### [SHORT PROBLEM]
Copy only those lines which run from the line containing "If you could point out the monkey head" to the end of the entries below, both inclusive, exactly as written and with no pictures.

### [MATERIAL PROVIDED]
····················
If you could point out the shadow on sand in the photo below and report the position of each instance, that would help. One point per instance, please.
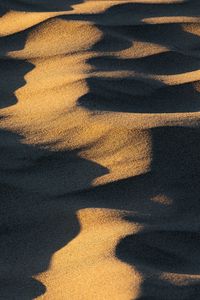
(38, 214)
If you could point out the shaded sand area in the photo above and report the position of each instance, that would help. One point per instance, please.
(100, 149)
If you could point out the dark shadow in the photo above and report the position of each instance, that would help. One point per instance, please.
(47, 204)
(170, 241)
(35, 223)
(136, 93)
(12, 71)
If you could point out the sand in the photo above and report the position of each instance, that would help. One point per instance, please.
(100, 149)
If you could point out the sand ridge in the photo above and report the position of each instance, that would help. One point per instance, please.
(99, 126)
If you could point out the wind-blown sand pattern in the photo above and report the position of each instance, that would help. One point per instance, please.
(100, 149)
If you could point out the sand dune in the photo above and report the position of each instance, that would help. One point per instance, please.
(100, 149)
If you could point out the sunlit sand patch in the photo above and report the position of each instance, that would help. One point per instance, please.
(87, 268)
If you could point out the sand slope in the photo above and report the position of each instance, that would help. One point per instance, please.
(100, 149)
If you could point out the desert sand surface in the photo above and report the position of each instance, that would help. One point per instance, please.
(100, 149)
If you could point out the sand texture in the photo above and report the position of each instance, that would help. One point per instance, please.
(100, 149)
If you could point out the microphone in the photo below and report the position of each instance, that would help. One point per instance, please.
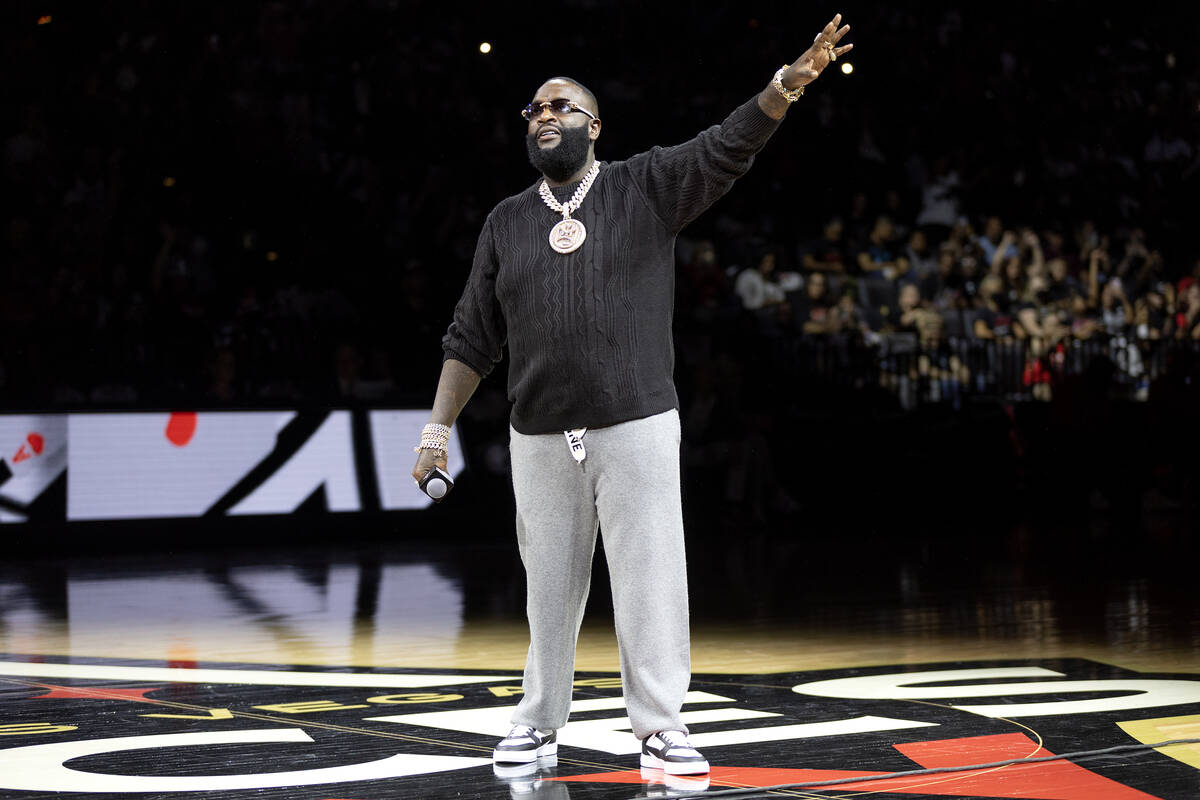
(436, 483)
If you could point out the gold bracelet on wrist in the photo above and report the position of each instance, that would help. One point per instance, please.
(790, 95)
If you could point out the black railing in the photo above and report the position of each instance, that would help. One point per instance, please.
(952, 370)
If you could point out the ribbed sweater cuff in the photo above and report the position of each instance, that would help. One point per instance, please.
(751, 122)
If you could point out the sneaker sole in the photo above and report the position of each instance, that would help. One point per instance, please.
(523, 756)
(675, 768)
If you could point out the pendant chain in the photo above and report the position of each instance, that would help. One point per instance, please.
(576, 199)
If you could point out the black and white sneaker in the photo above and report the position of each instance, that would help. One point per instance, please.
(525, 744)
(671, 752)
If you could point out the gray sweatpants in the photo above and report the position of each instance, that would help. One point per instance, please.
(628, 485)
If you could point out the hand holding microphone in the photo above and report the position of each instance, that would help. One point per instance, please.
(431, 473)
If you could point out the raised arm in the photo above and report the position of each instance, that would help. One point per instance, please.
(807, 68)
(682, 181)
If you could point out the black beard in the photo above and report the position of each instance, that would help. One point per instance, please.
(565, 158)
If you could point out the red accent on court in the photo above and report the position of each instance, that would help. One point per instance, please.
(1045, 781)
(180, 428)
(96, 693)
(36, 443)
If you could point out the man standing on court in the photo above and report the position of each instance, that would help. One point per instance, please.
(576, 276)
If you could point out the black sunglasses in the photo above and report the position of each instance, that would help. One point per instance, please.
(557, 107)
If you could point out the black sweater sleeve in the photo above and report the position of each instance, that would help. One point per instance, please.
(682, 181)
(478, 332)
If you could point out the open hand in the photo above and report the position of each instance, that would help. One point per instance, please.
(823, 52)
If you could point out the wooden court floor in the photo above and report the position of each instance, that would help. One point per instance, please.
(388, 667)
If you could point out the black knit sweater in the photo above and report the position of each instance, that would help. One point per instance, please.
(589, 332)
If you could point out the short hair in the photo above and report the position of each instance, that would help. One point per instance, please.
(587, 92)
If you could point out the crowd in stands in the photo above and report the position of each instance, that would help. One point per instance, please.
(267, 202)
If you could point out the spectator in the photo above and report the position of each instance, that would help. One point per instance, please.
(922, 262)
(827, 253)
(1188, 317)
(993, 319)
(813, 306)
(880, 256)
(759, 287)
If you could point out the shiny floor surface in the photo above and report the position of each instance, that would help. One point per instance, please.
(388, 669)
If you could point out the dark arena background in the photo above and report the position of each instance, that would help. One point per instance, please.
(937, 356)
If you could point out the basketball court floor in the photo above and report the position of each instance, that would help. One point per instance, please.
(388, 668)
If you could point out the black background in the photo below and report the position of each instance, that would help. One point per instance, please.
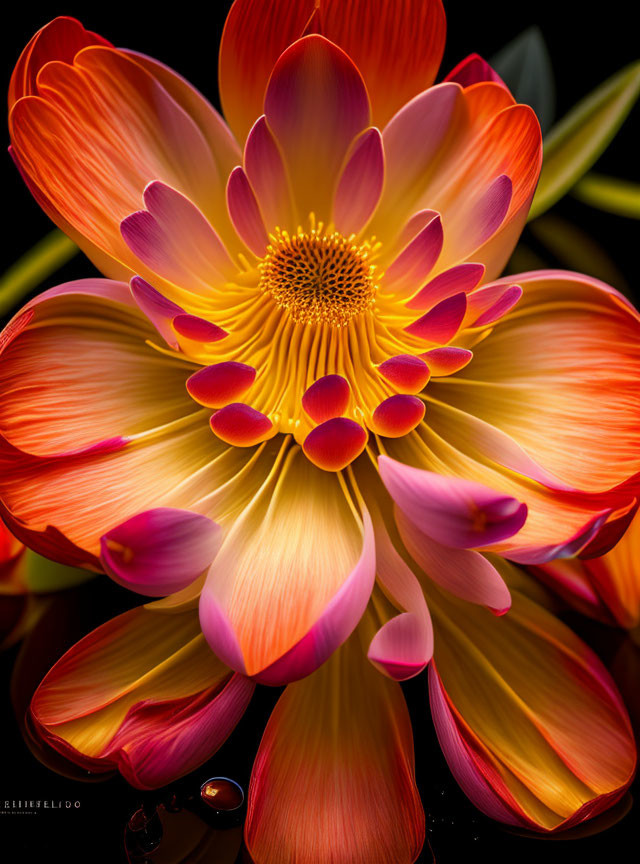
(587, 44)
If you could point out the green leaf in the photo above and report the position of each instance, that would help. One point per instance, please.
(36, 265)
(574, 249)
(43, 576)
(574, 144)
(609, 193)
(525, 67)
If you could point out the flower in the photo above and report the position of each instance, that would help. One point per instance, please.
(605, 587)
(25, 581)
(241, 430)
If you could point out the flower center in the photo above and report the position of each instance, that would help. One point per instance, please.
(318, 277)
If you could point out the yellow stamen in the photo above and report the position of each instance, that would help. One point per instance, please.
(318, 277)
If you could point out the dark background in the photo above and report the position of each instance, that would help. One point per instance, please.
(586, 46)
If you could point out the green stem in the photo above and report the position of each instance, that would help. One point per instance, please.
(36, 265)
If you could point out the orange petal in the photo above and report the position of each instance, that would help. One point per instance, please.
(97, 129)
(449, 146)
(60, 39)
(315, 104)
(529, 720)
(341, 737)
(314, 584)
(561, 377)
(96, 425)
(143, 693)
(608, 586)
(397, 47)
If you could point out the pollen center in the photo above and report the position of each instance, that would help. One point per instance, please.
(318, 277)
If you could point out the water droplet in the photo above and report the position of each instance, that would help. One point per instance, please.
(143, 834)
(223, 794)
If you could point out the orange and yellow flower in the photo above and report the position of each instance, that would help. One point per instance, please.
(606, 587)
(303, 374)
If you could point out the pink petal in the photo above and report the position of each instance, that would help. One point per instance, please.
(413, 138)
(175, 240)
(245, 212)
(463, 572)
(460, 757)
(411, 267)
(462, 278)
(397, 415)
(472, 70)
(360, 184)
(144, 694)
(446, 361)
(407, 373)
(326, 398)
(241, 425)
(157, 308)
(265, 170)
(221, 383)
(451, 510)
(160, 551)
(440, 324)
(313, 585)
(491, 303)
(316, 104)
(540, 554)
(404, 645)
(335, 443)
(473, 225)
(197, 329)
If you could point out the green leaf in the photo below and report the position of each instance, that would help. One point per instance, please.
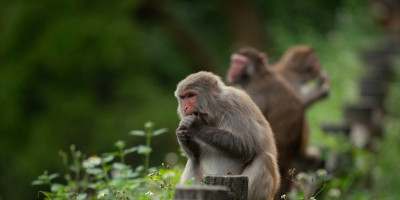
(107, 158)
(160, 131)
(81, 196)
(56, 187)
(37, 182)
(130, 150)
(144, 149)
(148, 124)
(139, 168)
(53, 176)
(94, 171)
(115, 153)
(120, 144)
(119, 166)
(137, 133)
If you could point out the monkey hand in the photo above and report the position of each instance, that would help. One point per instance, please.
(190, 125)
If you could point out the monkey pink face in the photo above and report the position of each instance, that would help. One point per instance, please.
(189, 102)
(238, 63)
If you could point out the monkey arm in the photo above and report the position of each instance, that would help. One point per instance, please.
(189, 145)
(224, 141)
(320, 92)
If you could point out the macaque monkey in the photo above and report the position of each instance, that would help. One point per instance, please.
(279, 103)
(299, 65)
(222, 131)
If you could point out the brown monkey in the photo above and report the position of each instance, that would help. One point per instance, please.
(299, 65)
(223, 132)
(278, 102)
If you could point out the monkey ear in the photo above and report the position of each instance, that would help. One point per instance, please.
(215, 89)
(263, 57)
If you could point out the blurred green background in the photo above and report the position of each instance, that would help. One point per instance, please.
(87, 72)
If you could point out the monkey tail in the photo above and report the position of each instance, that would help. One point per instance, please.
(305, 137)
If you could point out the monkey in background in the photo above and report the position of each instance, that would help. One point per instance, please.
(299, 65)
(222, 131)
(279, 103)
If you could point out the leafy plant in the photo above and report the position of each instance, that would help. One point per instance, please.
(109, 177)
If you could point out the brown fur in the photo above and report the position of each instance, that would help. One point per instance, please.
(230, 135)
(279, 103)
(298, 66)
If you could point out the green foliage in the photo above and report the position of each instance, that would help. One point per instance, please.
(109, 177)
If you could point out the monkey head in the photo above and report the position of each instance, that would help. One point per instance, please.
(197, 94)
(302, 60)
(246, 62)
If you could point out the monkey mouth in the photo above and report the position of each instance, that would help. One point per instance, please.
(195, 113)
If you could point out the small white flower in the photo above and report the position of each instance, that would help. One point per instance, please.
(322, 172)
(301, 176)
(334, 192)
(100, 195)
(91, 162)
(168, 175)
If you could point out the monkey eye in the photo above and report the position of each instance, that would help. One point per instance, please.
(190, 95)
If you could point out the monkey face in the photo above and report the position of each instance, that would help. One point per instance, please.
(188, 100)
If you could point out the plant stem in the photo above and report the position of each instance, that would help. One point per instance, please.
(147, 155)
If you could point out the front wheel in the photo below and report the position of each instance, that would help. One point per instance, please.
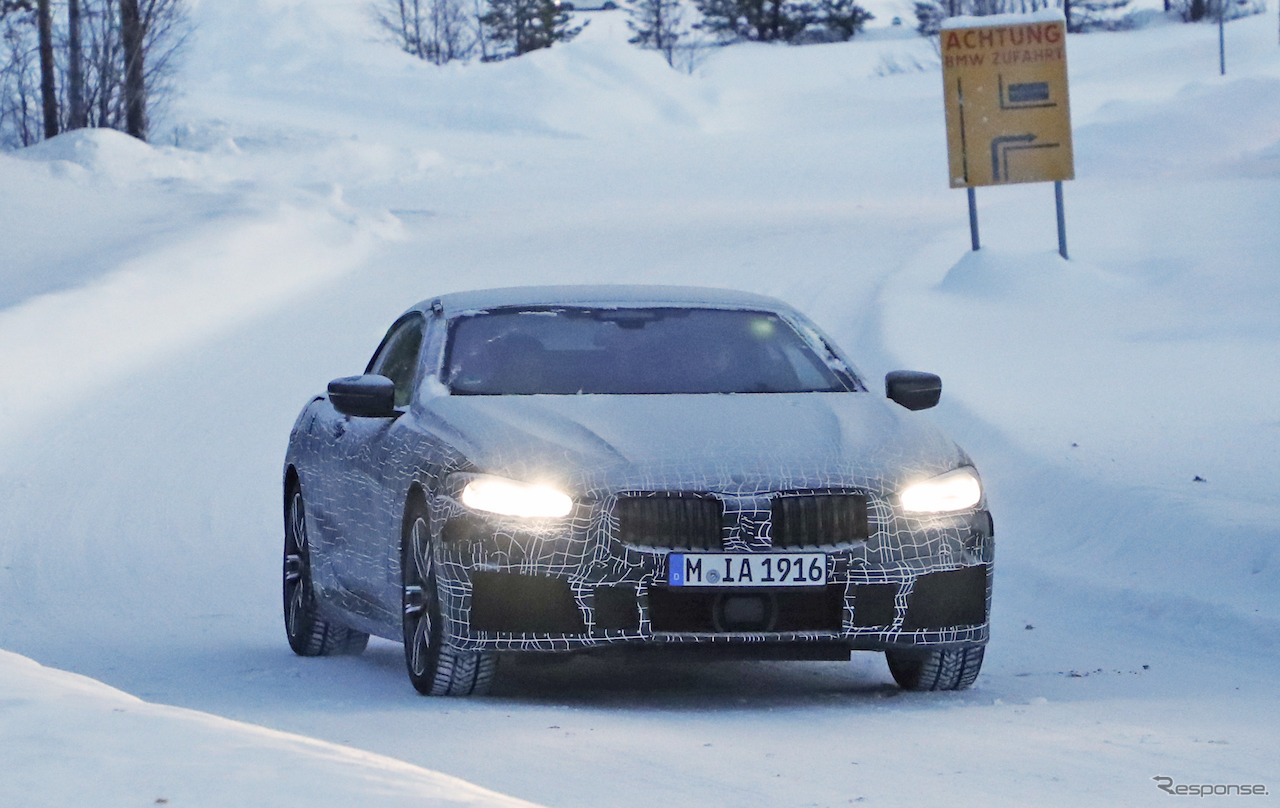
····················
### [EXERCISE RESULT]
If you could point out the monkey head in the photo above and report the position of each instance, that would help. One point per instance, please.
(197, 94)
(302, 60)
(246, 62)
If you could point out the monkey mouth in the photo above and report the position of each instance, that would help. One point per instance, please.
(195, 113)
If you could point out the small white flower in the photo above and report the position of each instance, that would help. One point per instance, please.
(322, 172)
(301, 176)
(334, 192)
(100, 195)
(91, 162)
(168, 175)
If you could point out the monkey eye in the photo above and report the position of each instance, that would help. One point per instance, please.
(190, 95)
If you could point out the monkey face in the photo above and report the position of each instance, that would help. One point per instance, please.
(188, 100)
If you could point out the plant stem in the photo above and report the position of each instance, that would help. One point per instance, please.
(147, 155)
If you could point out the front wheel in the photo below and report the position of each instance, that would help. One point per instance, please.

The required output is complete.